WORK TO BE COMPLETED:
Using the data beneath, show every line that includes the word "boulder".

Dataset entries:

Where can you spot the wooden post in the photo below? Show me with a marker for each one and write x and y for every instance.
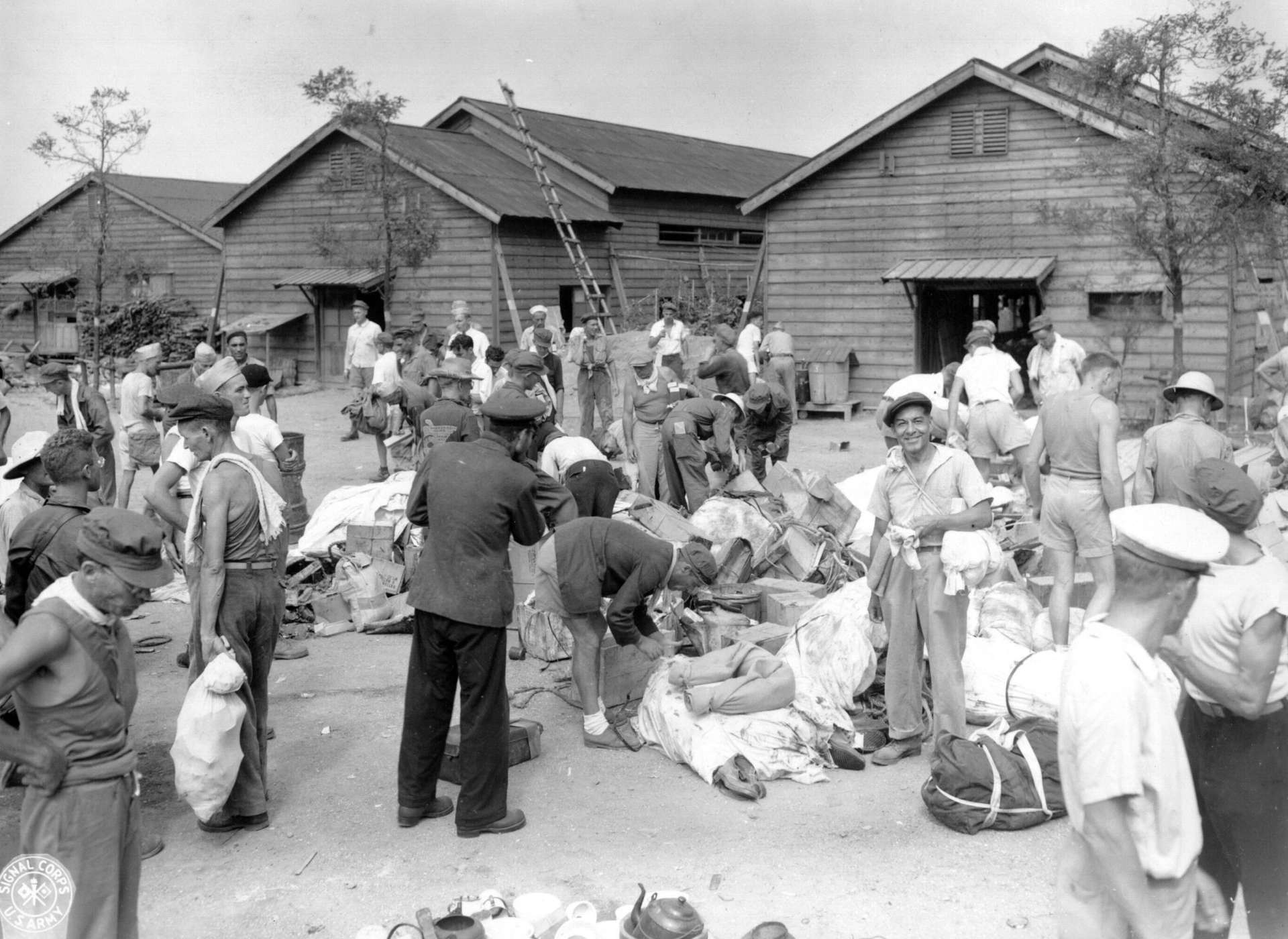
(505, 284)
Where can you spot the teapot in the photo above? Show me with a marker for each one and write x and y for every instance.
(670, 918)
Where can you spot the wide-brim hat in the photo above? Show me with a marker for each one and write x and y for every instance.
(1194, 382)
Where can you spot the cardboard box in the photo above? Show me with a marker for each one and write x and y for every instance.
(525, 744)
(786, 610)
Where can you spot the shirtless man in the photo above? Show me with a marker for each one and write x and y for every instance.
(240, 600)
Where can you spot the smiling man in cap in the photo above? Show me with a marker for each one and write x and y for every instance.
(592, 558)
(1130, 863)
(81, 407)
(1170, 453)
(473, 498)
(70, 665)
(924, 491)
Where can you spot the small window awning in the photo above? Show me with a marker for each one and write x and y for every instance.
(1032, 270)
(39, 277)
(362, 278)
(256, 323)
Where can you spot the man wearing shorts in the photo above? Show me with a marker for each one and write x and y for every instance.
(1079, 431)
(590, 558)
(992, 383)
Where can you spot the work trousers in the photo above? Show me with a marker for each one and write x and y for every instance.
(593, 487)
(250, 617)
(918, 612)
(686, 463)
(648, 456)
(757, 451)
(1240, 779)
(594, 390)
(782, 372)
(1086, 906)
(446, 652)
(93, 831)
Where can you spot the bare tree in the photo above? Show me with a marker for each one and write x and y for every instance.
(1205, 102)
(93, 140)
(406, 231)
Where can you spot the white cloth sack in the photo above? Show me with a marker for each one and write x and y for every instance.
(969, 558)
(207, 750)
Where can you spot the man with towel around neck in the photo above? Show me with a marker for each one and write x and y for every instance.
(236, 541)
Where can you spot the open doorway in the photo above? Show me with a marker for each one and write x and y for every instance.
(946, 311)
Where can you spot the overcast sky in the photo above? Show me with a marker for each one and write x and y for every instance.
(221, 80)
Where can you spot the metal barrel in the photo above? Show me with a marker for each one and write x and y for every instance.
(292, 477)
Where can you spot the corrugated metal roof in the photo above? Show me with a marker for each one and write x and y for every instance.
(971, 270)
(495, 179)
(256, 323)
(641, 159)
(43, 276)
(331, 277)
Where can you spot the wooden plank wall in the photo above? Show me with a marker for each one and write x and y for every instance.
(834, 236)
(271, 236)
(160, 246)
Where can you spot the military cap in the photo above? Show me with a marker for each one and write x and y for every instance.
(201, 406)
(128, 544)
(911, 400)
(257, 375)
(1225, 494)
(513, 410)
(701, 561)
(53, 372)
(530, 362)
(25, 453)
(1170, 536)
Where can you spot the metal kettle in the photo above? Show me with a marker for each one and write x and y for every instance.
(670, 918)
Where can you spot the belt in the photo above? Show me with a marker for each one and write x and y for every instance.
(1223, 714)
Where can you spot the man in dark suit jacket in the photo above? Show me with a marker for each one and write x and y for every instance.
(473, 498)
(590, 558)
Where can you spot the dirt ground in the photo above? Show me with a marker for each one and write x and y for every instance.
(857, 857)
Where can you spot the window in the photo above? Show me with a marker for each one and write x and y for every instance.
(1145, 305)
(979, 131)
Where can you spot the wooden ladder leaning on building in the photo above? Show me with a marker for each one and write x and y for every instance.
(576, 253)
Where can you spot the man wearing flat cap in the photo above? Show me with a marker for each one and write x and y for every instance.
(592, 558)
(768, 427)
(596, 375)
(648, 396)
(1170, 451)
(1230, 656)
(727, 366)
(70, 665)
(1131, 862)
(669, 338)
(924, 491)
(140, 419)
(1054, 364)
(81, 407)
(473, 498)
(236, 544)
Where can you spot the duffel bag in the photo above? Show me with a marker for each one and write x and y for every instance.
(1005, 776)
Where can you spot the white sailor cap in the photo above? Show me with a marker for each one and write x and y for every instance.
(1170, 536)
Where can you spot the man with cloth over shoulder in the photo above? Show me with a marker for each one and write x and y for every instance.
(1230, 653)
(924, 491)
(592, 558)
(70, 665)
(1079, 432)
(236, 543)
(473, 498)
(1128, 867)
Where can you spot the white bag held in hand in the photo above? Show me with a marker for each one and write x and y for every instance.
(207, 750)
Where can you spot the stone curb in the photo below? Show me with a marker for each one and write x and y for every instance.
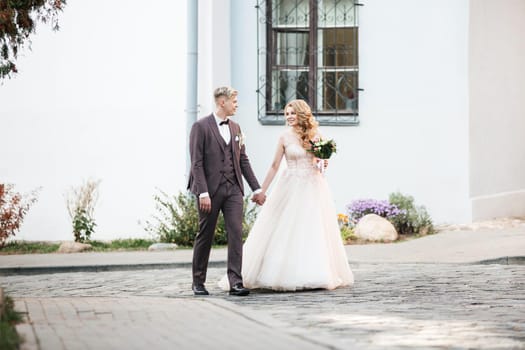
(39, 270)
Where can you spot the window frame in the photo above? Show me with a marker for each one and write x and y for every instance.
(267, 63)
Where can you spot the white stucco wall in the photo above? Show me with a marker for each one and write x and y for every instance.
(413, 135)
(497, 108)
(102, 98)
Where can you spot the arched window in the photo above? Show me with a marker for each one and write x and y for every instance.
(308, 49)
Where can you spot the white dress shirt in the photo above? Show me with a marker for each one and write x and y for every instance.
(223, 129)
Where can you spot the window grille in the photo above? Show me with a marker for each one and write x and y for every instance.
(308, 49)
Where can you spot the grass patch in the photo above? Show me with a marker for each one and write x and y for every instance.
(122, 244)
(9, 338)
(30, 247)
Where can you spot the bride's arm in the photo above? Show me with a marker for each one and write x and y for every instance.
(274, 167)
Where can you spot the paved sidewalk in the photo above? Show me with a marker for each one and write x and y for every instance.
(466, 246)
(426, 293)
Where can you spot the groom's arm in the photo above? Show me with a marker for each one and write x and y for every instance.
(199, 185)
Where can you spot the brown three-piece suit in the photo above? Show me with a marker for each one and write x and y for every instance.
(218, 169)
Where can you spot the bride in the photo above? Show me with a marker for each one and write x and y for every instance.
(295, 242)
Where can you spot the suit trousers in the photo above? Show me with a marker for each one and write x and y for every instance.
(229, 200)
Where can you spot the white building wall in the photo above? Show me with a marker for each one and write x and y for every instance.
(497, 108)
(413, 135)
(102, 98)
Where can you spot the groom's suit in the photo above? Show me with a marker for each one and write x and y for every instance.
(218, 169)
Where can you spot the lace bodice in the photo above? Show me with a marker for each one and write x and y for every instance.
(298, 160)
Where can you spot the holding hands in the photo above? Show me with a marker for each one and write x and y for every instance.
(259, 198)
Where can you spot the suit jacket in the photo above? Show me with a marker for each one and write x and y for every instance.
(207, 150)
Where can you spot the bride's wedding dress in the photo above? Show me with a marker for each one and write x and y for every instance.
(295, 243)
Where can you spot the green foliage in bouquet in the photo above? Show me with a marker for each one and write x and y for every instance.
(412, 219)
(323, 148)
(177, 220)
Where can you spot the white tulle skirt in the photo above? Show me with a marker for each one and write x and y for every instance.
(295, 242)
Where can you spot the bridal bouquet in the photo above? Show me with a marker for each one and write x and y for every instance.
(322, 149)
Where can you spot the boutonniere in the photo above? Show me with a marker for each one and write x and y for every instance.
(240, 138)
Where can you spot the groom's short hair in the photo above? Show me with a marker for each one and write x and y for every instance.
(225, 91)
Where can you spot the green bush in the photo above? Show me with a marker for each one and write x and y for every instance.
(413, 219)
(80, 202)
(178, 219)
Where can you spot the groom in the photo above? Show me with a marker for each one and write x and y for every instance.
(218, 164)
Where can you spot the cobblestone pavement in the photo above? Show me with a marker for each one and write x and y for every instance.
(394, 306)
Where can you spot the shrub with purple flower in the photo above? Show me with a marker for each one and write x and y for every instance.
(361, 207)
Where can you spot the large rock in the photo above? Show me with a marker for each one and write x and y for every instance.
(162, 246)
(73, 247)
(373, 227)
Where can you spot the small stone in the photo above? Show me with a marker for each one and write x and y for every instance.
(162, 246)
(373, 227)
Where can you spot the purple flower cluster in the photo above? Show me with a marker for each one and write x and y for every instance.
(359, 208)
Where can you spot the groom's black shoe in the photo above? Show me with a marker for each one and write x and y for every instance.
(199, 289)
(239, 290)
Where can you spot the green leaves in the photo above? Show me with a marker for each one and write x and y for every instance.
(177, 220)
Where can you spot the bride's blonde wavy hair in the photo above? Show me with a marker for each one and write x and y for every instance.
(306, 123)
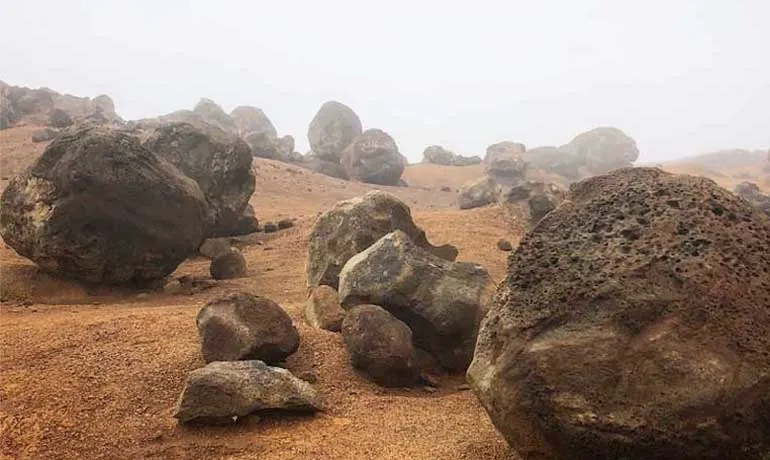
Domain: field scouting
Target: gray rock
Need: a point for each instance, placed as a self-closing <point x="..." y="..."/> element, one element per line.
<point x="354" y="225"/>
<point x="227" y="266"/>
<point x="381" y="346"/>
<point x="332" y="129"/>
<point x="242" y="326"/>
<point x="373" y="157"/>
<point x="222" y="391"/>
<point x="480" y="192"/>
<point x="441" y="301"/>
<point x="99" y="207"/>
<point x="323" y="309"/>
<point x="219" y="162"/>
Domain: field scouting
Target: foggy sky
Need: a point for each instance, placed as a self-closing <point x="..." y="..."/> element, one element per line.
<point x="680" y="76"/>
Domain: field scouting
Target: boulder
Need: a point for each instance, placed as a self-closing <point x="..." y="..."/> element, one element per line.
<point x="213" y="114"/>
<point x="250" y="120"/>
<point x="480" y="192"/>
<point x="227" y="266"/>
<point x="332" y="129"/>
<point x="373" y="157"/>
<point x="441" y="301"/>
<point x="603" y="149"/>
<point x="242" y="326"/>
<point x="503" y="149"/>
<point x="634" y="324"/>
<point x="44" y="135"/>
<point x="354" y="225"/>
<point x="222" y="391"/>
<point x="323" y="309"/>
<point x="381" y="346"/>
<point x="219" y="162"/>
<point x="99" y="207"/>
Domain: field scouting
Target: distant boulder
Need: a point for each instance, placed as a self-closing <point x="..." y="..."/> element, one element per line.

OUTPUT FOR THIS TASK:
Target: boulder
Target: distant boulder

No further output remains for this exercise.